DESCRIPTION OF THE TASK: Set down the whole listing verbatim.

— BEGIN DATA EXTRACT —

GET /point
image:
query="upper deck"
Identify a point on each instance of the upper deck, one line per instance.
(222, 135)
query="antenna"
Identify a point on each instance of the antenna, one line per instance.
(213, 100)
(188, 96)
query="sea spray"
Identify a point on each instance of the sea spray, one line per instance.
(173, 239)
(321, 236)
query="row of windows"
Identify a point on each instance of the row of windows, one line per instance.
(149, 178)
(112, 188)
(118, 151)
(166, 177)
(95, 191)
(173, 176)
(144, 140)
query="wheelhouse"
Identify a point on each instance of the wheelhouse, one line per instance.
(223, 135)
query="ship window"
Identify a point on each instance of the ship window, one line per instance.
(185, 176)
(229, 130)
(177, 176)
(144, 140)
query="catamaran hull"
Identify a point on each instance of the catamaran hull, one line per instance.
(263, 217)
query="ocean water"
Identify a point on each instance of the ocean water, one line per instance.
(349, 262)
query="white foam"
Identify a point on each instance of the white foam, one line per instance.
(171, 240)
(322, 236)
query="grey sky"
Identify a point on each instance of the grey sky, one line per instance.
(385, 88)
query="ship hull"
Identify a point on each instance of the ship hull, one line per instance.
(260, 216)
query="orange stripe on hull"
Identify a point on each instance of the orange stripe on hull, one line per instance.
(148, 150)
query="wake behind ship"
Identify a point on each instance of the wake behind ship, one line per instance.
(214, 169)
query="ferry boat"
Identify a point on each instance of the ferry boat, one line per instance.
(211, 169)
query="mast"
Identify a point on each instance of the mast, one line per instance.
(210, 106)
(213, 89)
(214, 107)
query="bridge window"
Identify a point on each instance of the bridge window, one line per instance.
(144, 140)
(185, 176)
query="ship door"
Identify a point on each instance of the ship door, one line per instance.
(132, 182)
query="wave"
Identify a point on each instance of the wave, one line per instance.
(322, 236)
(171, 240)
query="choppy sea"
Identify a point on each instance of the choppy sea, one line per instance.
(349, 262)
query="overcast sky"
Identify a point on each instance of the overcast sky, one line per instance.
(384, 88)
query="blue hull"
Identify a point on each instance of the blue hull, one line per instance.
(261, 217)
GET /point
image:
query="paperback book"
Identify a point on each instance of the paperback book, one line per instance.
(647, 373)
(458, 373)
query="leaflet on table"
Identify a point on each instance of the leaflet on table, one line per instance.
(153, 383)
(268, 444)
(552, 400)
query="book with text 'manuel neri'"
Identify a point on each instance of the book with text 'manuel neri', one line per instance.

— END DATA EXTRACT —

REPLY:
GET /point
image:
query="upper deck"
Identify a point on each instance of the upper deck, one line per instance.
(222, 135)
query="antenna"
Identify a point on each instance of the antenna, one line per instance.
(213, 100)
(188, 96)
query="sea spray"
Identify a point on each instance of the sea spray, one line per instance.
(173, 239)
(321, 236)
query="row of windows"
Identify a point on each instance of the row of windows, one line per instance.
(149, 178)
(112, 188)
(118, 151)
(166, 177)
(95, 191)
(173, 176)
(144, 140)
query="wheelhouse"
Identify a point on each instance of the wheelhouse, one line per instance.
(223, 135)
query="ship window"
Identify a point on each instance of the ship window, one line per instance.
(185, 176)
(229, 130)
(177, 176)
(144, 140)
query="catamaran hull"
Identify a point on each instance of the catamaran hull, one line per instance.
(263, 217)
query="ocean water"
Identify a point on each instance of the ocean water, one line per instance.
(349, 262)
query="white foam"
Identify a point on each instance of the white foam, one line per instance.
(171, 240)
(322, 236)
query="grey sky"
Identify a point on each instance of the grey sky, one line per instance.
(385, 88)
query="ship hull"
Identify a point on each instance of the ship hull, one line per instance.
(260, 216)
query="orange stripe on hull"
Identify a point on each instance of the orange stripe on hull, one line per instance.
(148, 150)
query="wake behind ship"
Identify a point on each instance of the wake behind ship, one line per instance.
(214, 169)
query="ferry boat"
Identify a point on each instance of the ferry boat, one line per instance.
(211, 169)
query="mast"
Identify a point on each instance of the mast, one line per instance.
(210, 106)
(213, 89)
(214, 107)
query="bridge window"
Identify a point on each instance of the bridge window, one line per instance.
(144, 140)
(185, 176)
query="ship door"
Identify a point on each instance of the ship door, one line per instance.
(132, 182)
query="wave"
Identify a point on each instance of the wave, one line per instance.
(322, 236)
(171, 240)
query="choppy sea"
Identify a point on each instance of the choppy sea, one line per instance.
(349, 262)
query="overcast sky"
Identify a point on each instance of the overcast sky, one line per instance.
(384, 88)
query="blue hull"
Identify a point on each instance of the blue hull, one line per instance.
(261, 217)
GET /point
image:
query="paperback book"
Identify a point on each instance of the paperback book, one line per instance.
(647, 373)
(458, 373)
query="leaflet on table"
Identify a point on each instance of the leaflet on table, one line per instance.
(153, 383)
(268, 444)
(552, 400)
query="book with text 'manuel neri'"
Identify a point on each instance of the book with text 'manuel neri', one line per instance.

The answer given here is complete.